- [Required work] List the archetypal images that the exhibition text below says the three artists share.

- [Supplied passage]

‘Never a day without lines’, first edition
Kinke Kooi, Olphaert den Otter and Ewoud van Rijn

31 January 2010 - 21 March 2010

‘Never a day without lines’ is a series of exhibitions that takes place in three editions. The point of departure: ‘the drawing’ in its purest form, and with connotative aspect that is intrinsic to autonomous art. De Ketelfactory has invited three artists whose work focuses on the drawing. From early January through early July 2010, works by various visual artists will be shown in three editions. The content, ‘the story’ that the artist wants to tell, is crucial to the shape that the drawing takes and determines what material is used in it. Within the visual arts, the drawing is actually the most ‘vulnerable’ material form that an artist can employ. Here it is not possible for the artist to ‘hide’ behind an impressive and aesthetic use of material. A single line must give shape to a mental picture. The drawing develops, consciously or unconsciously, from an idea or an inner world and then crystallizes on a support, such as paper, canvas or a wall.

Kinke Kooi has invited Olphaert den Otter and Ewoud van Rijn to participate in an exhibition based on the notion of alchemy. Each of the artists works on the basis of a personal visual language; but in their archetypal images of decay, connection, transformation and the cyclical, they discover a unique affinity with each other.

Kinke Kooi

‘I realize that I like to swim against the current,’ says Kinke Kooi in an interview with Mirjam Westen. ‘It has nothing to do with recalcitrance, but rather with the idea that feeling resistance lends support. People often talk about the importance of climbing the social ladder. Of needing to make one’s mark, to be autonomous, stand out and rise up, higher and higher, to the top. No one talks about what it’s like to head in the other direction. Falling, to the very bottom of the pile, into the abyss—that’s also an option. That idea inspires me to create cavities in which you can live, hide and become absorbed in a greater whole.’
At De Ketelfactory Kinke Kooi is presenting a series of drawings that she compiles into a large spatial installation.(quote from: ‘Imagine a world without status’. In: Kinke Kooi, Museum van Moderne Kunst, Arnhem, 2009)

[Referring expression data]
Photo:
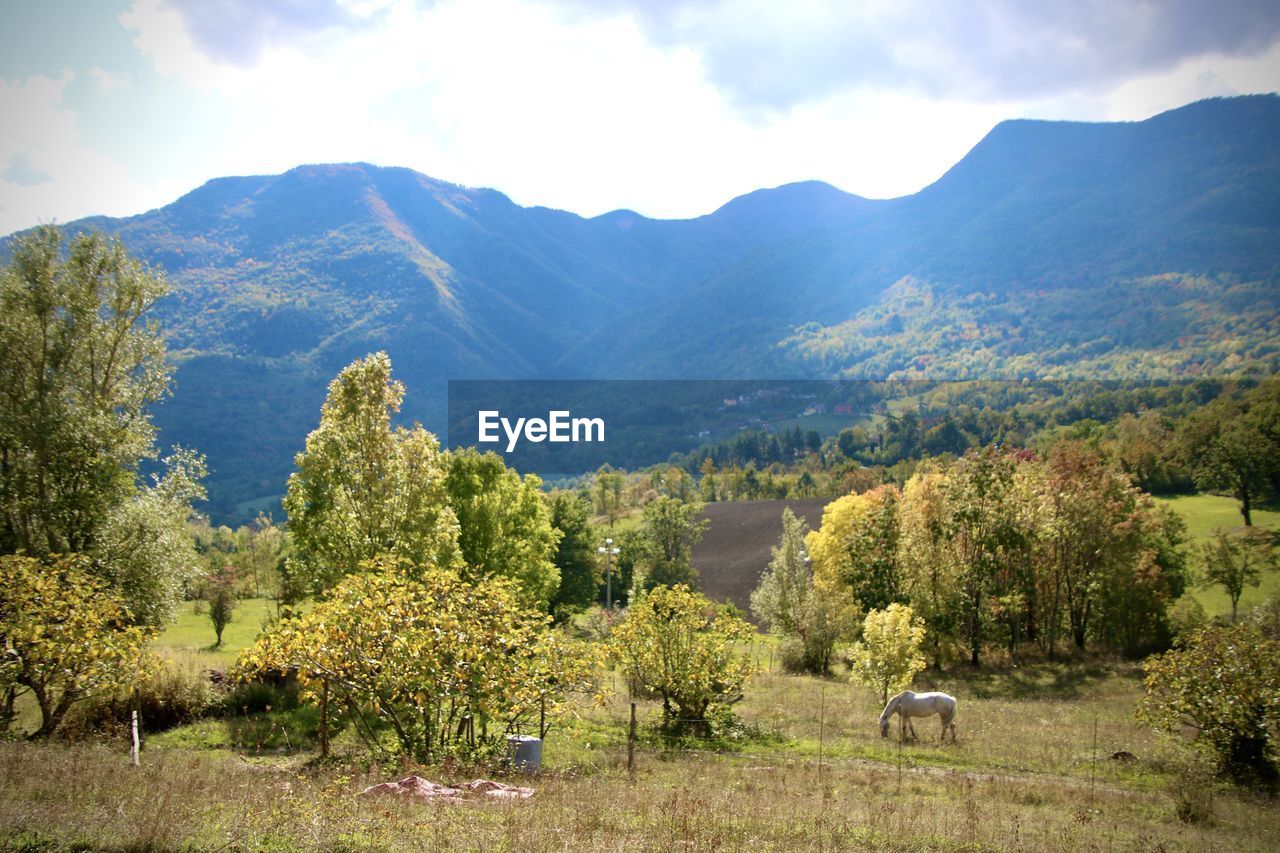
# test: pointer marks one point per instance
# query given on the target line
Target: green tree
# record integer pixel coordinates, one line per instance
(677, 646)
(220, 594)
(64, 635)
(1229, 452)
(575, 555)
(144, 546)
(1235, 559)
(983, 528)
(858, 543)
(1221, 685)
(929, 568)
(810, 615)
(668, 530)
(780, 601)
(504, 525)
(1095, 530)
(81, 364)
(888, 655)
(362, 488)
(440, 661)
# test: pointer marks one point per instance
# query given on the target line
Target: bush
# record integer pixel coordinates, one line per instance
(174, 693)
(677, 644)
(1221, 684)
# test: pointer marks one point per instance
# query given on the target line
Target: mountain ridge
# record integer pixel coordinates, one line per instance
(1033, 255)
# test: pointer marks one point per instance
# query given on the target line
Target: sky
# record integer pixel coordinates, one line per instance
(668, 108)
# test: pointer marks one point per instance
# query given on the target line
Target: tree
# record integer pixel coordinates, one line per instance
(144, 546)
(1229, 452)
(888, 655)
(858, 544)
(668, 530)
(80, 365)
(220, 594)
(504, 527)
(983, 528)
(64, 634)
(1221, 685)
(575, 556)
(364, 488)
(778, 602)
(440, 661)
(677, 646)
(929, 570)
(608, 492)
(1095, 530)
(1235, 560)
(812, 611)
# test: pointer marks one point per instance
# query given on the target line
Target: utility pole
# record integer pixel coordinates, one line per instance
(609, 552)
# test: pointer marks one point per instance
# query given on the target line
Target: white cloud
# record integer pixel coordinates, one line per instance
(40, 136)
(631, 106)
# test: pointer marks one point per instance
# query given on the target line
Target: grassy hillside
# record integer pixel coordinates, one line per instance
(736, 544)
(808, 770)
(1208, 512)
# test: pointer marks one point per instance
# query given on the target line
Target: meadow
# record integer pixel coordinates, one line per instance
(1048, 757)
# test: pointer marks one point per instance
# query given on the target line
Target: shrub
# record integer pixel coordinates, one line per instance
(434, 658)
(888, 655)
(676, 644)
(176, 692)
(1221, 685)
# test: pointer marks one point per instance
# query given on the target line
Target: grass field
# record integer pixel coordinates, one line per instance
(192, 632)
(810, 772)
(805, 769)
(1208, 512)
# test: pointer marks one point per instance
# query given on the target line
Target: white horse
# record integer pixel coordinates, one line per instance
(908, 705)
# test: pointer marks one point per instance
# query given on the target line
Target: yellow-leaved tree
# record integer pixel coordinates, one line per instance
(888, 655)
(64, 635)
(676, 644)
(444, 664)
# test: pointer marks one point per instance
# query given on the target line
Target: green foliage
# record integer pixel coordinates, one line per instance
(1233, 446)
(504, 527)
(575, 556)
(1221, 684)
(798, 607)
(676, 644)
(858, 544)
(220, 594)
(1235, 559)
(668, 530)
(888, 655)
(176, 692)
(362, 488)
(80, 366)
(929, 564)
(64, 635)
(145, 548)
(446, 664)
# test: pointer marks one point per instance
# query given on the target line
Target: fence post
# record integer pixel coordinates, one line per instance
(133, 726)
(631, 743)
(822, 723)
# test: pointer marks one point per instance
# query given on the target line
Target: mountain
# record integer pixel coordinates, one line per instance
(1052, 249)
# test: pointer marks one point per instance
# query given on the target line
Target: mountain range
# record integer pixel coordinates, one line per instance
(1051, 250)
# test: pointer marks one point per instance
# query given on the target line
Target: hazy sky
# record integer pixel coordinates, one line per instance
(666, 106)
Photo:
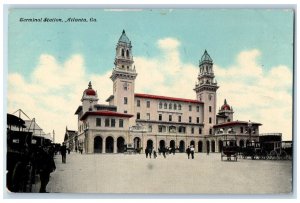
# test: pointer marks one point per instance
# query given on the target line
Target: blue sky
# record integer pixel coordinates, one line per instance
(252, 50)
(223, 32)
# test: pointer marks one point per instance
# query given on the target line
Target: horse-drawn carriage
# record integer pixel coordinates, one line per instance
(278, 150)
(22, 152)
(254, 150)
(19, 156)
(229, 150)
(272, 150)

- [Answer below] Decay, connection, transformation and the cyclical.